=== MATERIAL PROVIDED ===

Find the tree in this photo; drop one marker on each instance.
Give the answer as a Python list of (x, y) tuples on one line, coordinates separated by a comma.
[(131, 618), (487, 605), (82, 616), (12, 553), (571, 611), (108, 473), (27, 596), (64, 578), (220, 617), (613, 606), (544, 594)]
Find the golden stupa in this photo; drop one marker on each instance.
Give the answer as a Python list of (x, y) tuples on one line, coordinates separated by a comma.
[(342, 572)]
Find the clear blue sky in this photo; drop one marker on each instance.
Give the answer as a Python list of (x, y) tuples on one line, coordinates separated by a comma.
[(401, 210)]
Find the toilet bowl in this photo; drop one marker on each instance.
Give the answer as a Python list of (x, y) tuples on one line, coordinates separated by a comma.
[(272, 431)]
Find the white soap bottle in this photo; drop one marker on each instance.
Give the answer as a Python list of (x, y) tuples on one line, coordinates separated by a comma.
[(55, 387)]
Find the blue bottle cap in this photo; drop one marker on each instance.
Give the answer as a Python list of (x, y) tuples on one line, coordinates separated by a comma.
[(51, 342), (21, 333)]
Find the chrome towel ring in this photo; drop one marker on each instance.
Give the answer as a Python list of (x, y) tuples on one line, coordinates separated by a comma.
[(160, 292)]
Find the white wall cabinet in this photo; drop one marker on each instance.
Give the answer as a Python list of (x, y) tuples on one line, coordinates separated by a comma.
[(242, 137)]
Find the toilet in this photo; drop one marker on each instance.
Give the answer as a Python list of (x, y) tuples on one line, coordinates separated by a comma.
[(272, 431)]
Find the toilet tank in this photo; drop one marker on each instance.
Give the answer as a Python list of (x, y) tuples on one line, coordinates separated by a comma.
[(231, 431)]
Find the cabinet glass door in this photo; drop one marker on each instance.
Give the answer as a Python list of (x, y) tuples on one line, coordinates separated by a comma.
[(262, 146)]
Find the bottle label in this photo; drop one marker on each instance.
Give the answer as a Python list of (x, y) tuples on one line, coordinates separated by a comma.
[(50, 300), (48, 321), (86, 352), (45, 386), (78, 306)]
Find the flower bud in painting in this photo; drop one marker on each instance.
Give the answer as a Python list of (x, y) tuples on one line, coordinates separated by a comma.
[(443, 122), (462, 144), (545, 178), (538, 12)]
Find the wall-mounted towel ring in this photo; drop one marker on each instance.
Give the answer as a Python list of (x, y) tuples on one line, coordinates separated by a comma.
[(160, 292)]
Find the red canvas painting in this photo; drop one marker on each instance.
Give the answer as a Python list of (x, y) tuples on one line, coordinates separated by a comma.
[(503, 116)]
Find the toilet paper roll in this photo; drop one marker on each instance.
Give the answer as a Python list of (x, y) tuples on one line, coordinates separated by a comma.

===

Can you copy out every item above word for word, leaving nothing out and changing nothing?

## OUTPUT OF THE TASK
Find the tree in this photo; drop one marker on each instance.
Give the answer as a Python list of (x, y) tuples on one line, coordinates separated by a comma.
[(131, 618), (487, 605), (82, 616), (12, 553), (571, 611), (108, 473), (27, 596), (64, 578), (220, 617), (613, 606), (544, 594)]
Find the golden stupa in this photo; drop one marker on each instance.
Give the answer as a Python list of (x, y) tuples on one line, coordinates separated by a comma.
[(342, 572)]
Find the clear blue sky in this photo; drop one marker on each instance.
Give the answer as a Python list of (x, y) tuples on one line, coordinates separated by a comma.
[(401, 210)]
Find the toilet bowl in this photo; drop one marker on each instance.
Give the answer as a Python list of (x, y) tuples on one line, coordinates separated by a comma.
[(272, 431)]
Find the white soap bottle in this photo; drop one marker on each instance.
Give the answer as a Python list of (x, y) tuples on one line, coordinates separated by a comma.
[(55, 387)]
Find the blue bottle cap in this photo; drop one marker on each instance.
Give the answer as a Python list of (x, y) tuples on one line, coordinates separated by a comma.
[(51, 342), (21, 333)]
Find the chrome towel ring in this photo; drop one marker on each instance.
Give the answer as a Python list of (x, y) tuples on one line, coordinates separated by a comma.
[(160, 292)]
Find the white wall cabinet in this photo; drop one marker on each instance.
Give the answer as a Python list of (x, y) tuples on one line, coordinates separated by a comma.
[(242, 137)]
Find the toilet in this photo; drop one marker on each instance.
Give the answer as a Python list of (x, y) tuples on one line, coordinates separated by a comma.
[(272, 431)]
Find the toilet tank in this photo; drop one marker on each instance.
Give the answer as a Python list of (x, y) tuples on one line, coordinates separated by a comma.
[(231, 431)]
Find the cabinet glass door in this photo; drop one marker on each instance.
Give the answer as a Python list of (x, y) tuples on one line, coordinates separated by a comma.
[(262, 146)]
Find the bottle label in this photo; drop one marker on each instance.
Give the answer as a Python list of (x, y) tuples on one line, coordinates separated by a comma.
[(50, 300), (48, 321), (86, 352), (45, 386), (78, 306)]
Find the flower bud in painting in this photo; drop one marker on each instance.
Give the answer as a Python list of (x, y) tuples on one line, coordinates separated by a comma.
[(443, 122), (462, 144), (545, 178), (538, 12)]
Find the wall-mounted towel ring in this photo; drop one marker on each instance.
Give the answer as a Python list of (x, y) tuples on one line, coordinates separated by a comma.
[(160, 292)]
Find the red canvas painting in this photo; drop one marker on each instance.
Give the answer as a Python list of (x, y) tuples on one line, coordinates separated by a comma.
[(503, 116)]
Find the toilet paper roll in this photo; drop one marker on each instance.
Give the answer as a Python list of (x, y) tuples on one line, coordinates separated by a comma.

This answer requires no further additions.